> [Document excerpt]
------------------------------------------------------------
Um, I, I was doing some research and I think RDS is one of those where if

W. Curtis Preston:

you're using rds by default, it would create a snapshot like once a day.

W. Curtis Preston:

And that snapshot takes up storage in your account.

W. Curtis Preston:

You pay for it.

W. Curtis Preston:

Um, I, I think that at least that, but by default, even that default

W. Curtis Preston:

is in your account, in your region.

W. Curtis Preston:

And we know what I think about that, right?

Prasanna Malaiyandi:

Bad, bad, bad.

Prasanna Malaiyandi:

Or, or it's, or it's the other thing that everyone sort of, and I know we haven't

Prasanna Malaiyandi:

talked about SaaS yet, which is something we should talk about next, right?

Prasanna Malaiyandi:

But a lot of people also think, Hey, if I have high availability provided

Prasanna Malaiyandi:

by like AWS S three or DynamoDB, there's no need for backup, but.

Prasanna Malaiyandi:

that's not true.

Prasanna Malaiyandi:

Backup is used for recovering from different types of disasters, right?
------------------------------------------------------------
> [Material supplied]

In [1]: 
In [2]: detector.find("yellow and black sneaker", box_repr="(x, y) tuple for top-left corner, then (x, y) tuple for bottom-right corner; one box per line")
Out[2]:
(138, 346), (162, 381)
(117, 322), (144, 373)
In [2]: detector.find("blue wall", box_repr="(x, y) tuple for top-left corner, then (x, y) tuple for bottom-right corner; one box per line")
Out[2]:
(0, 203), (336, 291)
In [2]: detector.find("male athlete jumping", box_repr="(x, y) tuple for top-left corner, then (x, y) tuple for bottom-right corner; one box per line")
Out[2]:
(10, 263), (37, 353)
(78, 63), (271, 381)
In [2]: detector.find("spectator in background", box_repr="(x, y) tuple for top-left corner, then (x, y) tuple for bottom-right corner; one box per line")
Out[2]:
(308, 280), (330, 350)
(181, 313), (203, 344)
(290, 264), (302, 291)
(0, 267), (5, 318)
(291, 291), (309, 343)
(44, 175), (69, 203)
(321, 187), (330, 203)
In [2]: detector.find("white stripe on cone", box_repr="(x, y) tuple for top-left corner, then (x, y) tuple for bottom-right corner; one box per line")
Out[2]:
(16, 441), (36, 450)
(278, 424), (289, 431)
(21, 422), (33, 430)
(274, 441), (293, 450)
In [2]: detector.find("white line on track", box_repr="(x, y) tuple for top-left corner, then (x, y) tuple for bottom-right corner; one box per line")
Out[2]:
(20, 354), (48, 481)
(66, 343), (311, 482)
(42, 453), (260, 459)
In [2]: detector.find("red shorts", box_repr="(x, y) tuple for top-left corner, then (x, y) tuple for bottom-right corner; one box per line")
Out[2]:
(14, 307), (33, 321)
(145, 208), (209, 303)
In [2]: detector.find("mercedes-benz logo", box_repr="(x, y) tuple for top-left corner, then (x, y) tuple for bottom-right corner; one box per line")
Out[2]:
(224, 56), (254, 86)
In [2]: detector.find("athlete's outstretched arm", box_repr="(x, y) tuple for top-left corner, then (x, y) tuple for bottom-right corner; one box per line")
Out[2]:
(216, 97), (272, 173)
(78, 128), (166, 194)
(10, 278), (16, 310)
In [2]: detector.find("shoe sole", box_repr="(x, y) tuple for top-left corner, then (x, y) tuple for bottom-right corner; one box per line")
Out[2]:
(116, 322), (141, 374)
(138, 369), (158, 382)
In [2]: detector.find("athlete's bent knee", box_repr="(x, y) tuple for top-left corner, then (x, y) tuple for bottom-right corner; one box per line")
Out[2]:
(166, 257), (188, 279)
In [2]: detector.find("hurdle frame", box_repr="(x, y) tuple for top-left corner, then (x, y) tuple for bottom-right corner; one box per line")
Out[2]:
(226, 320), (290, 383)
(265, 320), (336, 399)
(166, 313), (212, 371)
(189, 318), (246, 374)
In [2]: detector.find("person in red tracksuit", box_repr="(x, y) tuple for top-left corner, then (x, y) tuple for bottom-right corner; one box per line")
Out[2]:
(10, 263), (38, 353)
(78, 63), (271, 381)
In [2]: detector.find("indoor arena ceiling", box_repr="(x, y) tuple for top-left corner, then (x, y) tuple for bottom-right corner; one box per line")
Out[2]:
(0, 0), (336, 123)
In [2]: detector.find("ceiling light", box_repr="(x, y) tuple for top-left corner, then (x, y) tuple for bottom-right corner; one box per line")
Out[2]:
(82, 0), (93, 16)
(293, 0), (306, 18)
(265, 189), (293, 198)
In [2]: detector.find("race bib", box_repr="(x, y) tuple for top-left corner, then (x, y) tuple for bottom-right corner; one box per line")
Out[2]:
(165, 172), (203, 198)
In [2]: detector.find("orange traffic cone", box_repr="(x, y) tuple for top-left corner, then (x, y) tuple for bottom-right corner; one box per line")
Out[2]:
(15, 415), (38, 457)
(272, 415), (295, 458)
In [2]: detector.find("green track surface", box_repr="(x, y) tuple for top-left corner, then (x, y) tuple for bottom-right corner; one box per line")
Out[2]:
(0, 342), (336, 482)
------------------------------------------------------------
> [Your goal] In the backup transcript, copy the passage from "talked about SaaS" up to and including "for backup, but.", replacing "DynamoDB" with "Aurora".

> [Correct output]
talked about SaaS yet, which is something we should talk about next, right?

Prasanna Malaiyandi:

But a lot of people also think, Hey, if I have high availability provided

Prasanna Malaiyandi:

by like AWS S three or Aurora, there's no need for backup, but.